Update the records below by replacing every occurrence of "one marker per instance" with "a separate marker for each instance", leaving everything else unchanged.
──────────────────────────────
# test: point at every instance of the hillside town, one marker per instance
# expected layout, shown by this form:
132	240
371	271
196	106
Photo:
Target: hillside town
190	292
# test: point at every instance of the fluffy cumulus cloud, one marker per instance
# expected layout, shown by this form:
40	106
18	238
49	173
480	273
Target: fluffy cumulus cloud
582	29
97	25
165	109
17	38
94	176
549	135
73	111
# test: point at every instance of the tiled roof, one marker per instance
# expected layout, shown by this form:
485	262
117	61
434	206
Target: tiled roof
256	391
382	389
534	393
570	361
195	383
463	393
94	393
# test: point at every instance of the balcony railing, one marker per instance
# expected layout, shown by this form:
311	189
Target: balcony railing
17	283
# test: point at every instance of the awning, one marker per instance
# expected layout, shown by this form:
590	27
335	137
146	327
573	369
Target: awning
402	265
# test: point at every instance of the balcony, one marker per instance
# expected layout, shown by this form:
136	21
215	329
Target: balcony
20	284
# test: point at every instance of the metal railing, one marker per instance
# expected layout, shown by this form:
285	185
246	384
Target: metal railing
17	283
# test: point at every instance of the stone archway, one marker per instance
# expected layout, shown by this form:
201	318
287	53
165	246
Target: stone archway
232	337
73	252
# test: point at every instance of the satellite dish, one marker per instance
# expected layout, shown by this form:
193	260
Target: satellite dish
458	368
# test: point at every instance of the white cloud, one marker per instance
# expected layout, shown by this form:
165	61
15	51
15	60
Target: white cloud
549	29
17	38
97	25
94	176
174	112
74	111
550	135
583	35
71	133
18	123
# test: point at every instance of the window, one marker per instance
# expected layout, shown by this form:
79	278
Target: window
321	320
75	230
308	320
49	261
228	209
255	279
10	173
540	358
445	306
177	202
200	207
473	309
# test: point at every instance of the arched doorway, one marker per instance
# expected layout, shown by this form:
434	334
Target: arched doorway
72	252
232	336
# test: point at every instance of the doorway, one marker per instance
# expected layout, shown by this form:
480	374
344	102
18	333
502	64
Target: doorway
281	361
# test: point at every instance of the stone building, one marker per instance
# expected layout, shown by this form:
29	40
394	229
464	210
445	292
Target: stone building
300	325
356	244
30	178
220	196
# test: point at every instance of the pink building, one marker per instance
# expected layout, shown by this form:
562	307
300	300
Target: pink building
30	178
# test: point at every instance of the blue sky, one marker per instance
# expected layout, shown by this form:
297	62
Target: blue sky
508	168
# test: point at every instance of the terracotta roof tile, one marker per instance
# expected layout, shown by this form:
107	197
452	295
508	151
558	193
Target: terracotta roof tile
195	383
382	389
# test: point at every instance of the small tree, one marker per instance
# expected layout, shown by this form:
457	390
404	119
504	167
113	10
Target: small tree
──────────────────────────────
Exercise answer:
# test: point at every instance of the hillside town, a separate marker for each instance
# expected layout, shown by this form:
132	240
371	271
196	106
Photo:
Target: hillside town
190	292
# test: point at every instance of the fluffy cumulus cloud, a separate marker for each instance
# expected layout, shown by this form:
40	106
18	238
49	173
480	273
Target: fluffy cumulus cloud
582	29
97	25
165	109
17	38
94	176
549	135
73	111
# test: point at every instance of the tiled roof, a separate marker for each instance
# expected layout, shown by this form:
485	262
117	61
434	206
Target: tiled roof
256	391
382	389
534	393
570	361
195	383
463	393
94	393
# test: point at every instance of the balcony railing, a separate marker for each instance
# expected layout, shown by this form:
311	189
Target: balcony railing
17	283
# test: point at every instance of the awning, a separate marker for each instance
# expected layout, shown by this form:
590	27
335	137
146	327
573	369
Target: awning
402	265
# test: point at every instance of the balcony, a separate marker for each instance
# expected layout, shown by this form:
136	21
215	329
Target: balcony
20	284
# test: point at every instance of the metal railing, a separate marker for each instance
# expected layout, shown by this form:
285	185
246	384
Target: metal railing
17	283
# test: point at every instance of the stone archway, a separate marker for each instance
# expected layout, shown by this form:
201	318
287	53
165	246
Target: stone archway
232	337
73	252
# test: point at every instance of the satellite dish, a separate marker for each instance
# expected layout, shown by this form:
193	260
Target: satellite dish
458	368
# test: point at every instance of the white cloud, a separate marker for each instance
# expected layout, shown by this form:
165	61
15	51
15	60
Target: white cloud
549	29
17	38
97	25
94	176
174	112
74	111
550	135
583	35
71	133
18	123
# test: point at every instance of the window, a separate marker for each instance
# expected layout, shown by this form:
79	278
Target: window
321	320
75	230
308	320
49	261
228	209
255	279
10	173
540	358
445	306
177	202
200	207
473	309
# test: point at every instance of the arched doorway, a separate marker for each instance
# expected layout, shown by this form:
434	334
Target: arched doorway
72	252
232	336
# test: point at every instance of the doorway, a separate marker for each instance
# expected layout, shown by this form:
480	374
344	102
18	333
502	64
Target: doorway
281	361
# test: point at every instance of the stone building, a separate marker for each instance
# expected layout, shown by this form:
29	40
394	229
464	210
445	292
Target: stone building
300	325
356	244
30	178
220	196
# test: point at every instance of the pink building, a separate marker for each instance
# expected layout, shown by this form:
562	307
300	300
Target: pink building
30	178
# test: point at every instance of the blue sky, a separate marker for each instance
# expected layout, shown by this form:
297	62
Target: blue sky
508	168
# test: point at every instance of the terracotta roof tile, a separate marker for each instance
# expected layout, shown by this form:
107	197
452	295
508	151
558	193
Target: terracotta roof tile
195	383
382	389
# test: point at every instance of the small tree, a separate marker for each instance
# expected layout, shown by this form:
457	390
404	119
504	167
113	10
Target: small tree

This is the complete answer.